▶ [Data]:
= = =
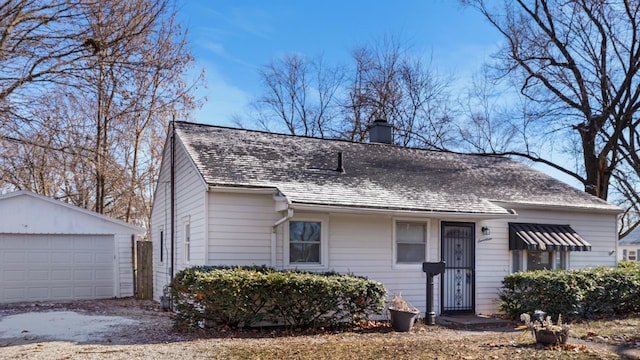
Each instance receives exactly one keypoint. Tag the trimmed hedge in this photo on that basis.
(576, 294)
(250, 296)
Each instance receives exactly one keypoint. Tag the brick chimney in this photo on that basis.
(380, 132)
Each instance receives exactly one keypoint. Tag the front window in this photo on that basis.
(411, 238)
(305, 239)
(539, 260)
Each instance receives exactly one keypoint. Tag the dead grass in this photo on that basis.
(154, 339)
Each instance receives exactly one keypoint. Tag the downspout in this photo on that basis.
(173, 194)
(287, 216)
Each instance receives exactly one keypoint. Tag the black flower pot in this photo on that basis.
(402, 320)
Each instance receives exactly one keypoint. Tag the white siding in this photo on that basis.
(493, 258)
(124, 264)
(240, 227)
(190, 202)
(363, 245)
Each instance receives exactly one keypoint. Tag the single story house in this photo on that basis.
(229, 196)
(629, 246)
(54, 251)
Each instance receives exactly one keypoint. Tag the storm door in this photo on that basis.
(458, 280)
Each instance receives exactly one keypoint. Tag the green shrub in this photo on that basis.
(248, 296)
(576, 294)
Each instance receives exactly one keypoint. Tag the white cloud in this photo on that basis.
(223, 100)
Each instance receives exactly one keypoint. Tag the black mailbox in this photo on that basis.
(432, 269)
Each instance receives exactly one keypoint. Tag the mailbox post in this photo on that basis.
(432, 269)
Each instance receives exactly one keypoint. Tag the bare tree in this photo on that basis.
(107, 109)
(388, 83)
(299, 94)
(578, 62)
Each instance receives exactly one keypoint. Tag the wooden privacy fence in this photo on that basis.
(144, 270)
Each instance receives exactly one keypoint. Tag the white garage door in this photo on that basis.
(56, 267)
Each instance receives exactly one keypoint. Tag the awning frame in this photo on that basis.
(545, 237)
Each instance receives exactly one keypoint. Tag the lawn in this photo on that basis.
(590, 340)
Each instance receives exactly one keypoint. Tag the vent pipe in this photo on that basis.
(340, 168)
(380, 132)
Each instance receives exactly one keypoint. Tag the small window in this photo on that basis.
(410, 242)
(187, 243)
(538, 260)
(305, 238)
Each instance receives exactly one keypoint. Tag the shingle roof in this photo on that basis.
(377, 176)
(632, 238)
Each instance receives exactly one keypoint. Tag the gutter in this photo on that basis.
(509, 213)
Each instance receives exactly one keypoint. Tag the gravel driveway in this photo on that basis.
(83, 329)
= = =
▶ [Description of the task]:
A faithful copy of all the data above, without its pictures, is the expected result.

▶ [Response]:
Each instance receives exactly one keypoint. Tag the trimmed hedge in this photo on that basis.
(576, 294)
(250, 296)
Each instance receives exactly one keypoint. Tag the brick chimney in this photo on that basis.
(380, 132)
Each instance receives exactly one keypoint. Tag the front window in this photo on that basis.
(411, 238)
(305, 239)
(539, 260)
Each instance receives exactly one keypoint. Tag the dead grass in this photo on that basis.
(154, 339)
Each instance receives exactly one keypoint. Tag the downspout in this photo on that basis.
(173, 194)
(287, 216)
Each instance receives exactly one keypoint. Tag the black flower pot in this photo on that basis.
(402, 320)
Each instance receives exactly one keypoint. Tag the white siding in this photo on that basis.
(493, 258)
(124, 264)
(240, 227)
(190, 202)
(363, 245)
Each instance receives exactly one keypoint. Tag the single story house in this photo on that basis.
(229, 196)
(629, 246)
(54, 251)
Each instance receives exactly one keypoint. Tag the storm door in this photo on that basis.
(458, 280)
Each instance receives exactly one keypoint. Tag the green shrub in this photo on that basis.
(248, 296)
(576, 294)
Each instance receives exactly one keypoint. Tag the white cloud in this photo on that basis.
(223, 100)
Each instance receives exactly one keypoint. Tag the black mailbox in this photo on that basis.
(432, 269)
Each instance receives exactly one keypoint. Tag the mailbox post in this photo on that basis.
(432, 269)
Each instance receives exactly one keypoint. Tag the bare tree in this photo on that basis.
(107, 109)
(388, 83)
(299, 94)
(578, 62)
Each instance receives exactly one keypoint. Tag the wooden privacy fence in this photo on that basis.
(144, 270)
Each instance receives exactly one keypoint. Tag the white garage door in this photo on that basis.
(56, 267)
Each instance receives exactly one keypoint. Tag the awning frame in this photo on that basis.
(545, 237)
Each instance receives exactly one keypoint. Tag the lawn in this photo on that basis.
(590, 340)
Each instance receives exactly one keypoint. Tag the vent pipe in this photo on that basis.
(340, 168)
(380, 132)
Each instance receives exactly one keypoint. Tag the small window in this photo on that basis.
(410, 242)
(187, 243)
(538, 260)
(305, 238)
Each instance receives exactly one keypoint. Tag the shingle roof in this photo on that basis.
(377, 176)
(632, 238)
Each instance receives exactly one keypoint. Tag the gutter in this photo on that basis.
(509, 213)
Each instance receives exactly one keypoint. Tag the gravel driveway in this photo on that basis.
(83, 329)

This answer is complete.